# What to do
Copy the listing below line for line, with no changes.

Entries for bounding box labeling

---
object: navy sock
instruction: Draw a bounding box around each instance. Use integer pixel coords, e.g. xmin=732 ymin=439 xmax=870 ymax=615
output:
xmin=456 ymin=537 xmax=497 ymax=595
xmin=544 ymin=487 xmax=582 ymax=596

# Exercise output
---
object: navy sock
instruction: Draw a bounding box around each instance. Use integer pixel coords, e.g. xmin=732 ymin=439 xmax=870 ymax=615
output:
xmin=456 ymin=537 xmax=497 ymax=595
xmin=544 ymin=487 xmax=582 ymax=596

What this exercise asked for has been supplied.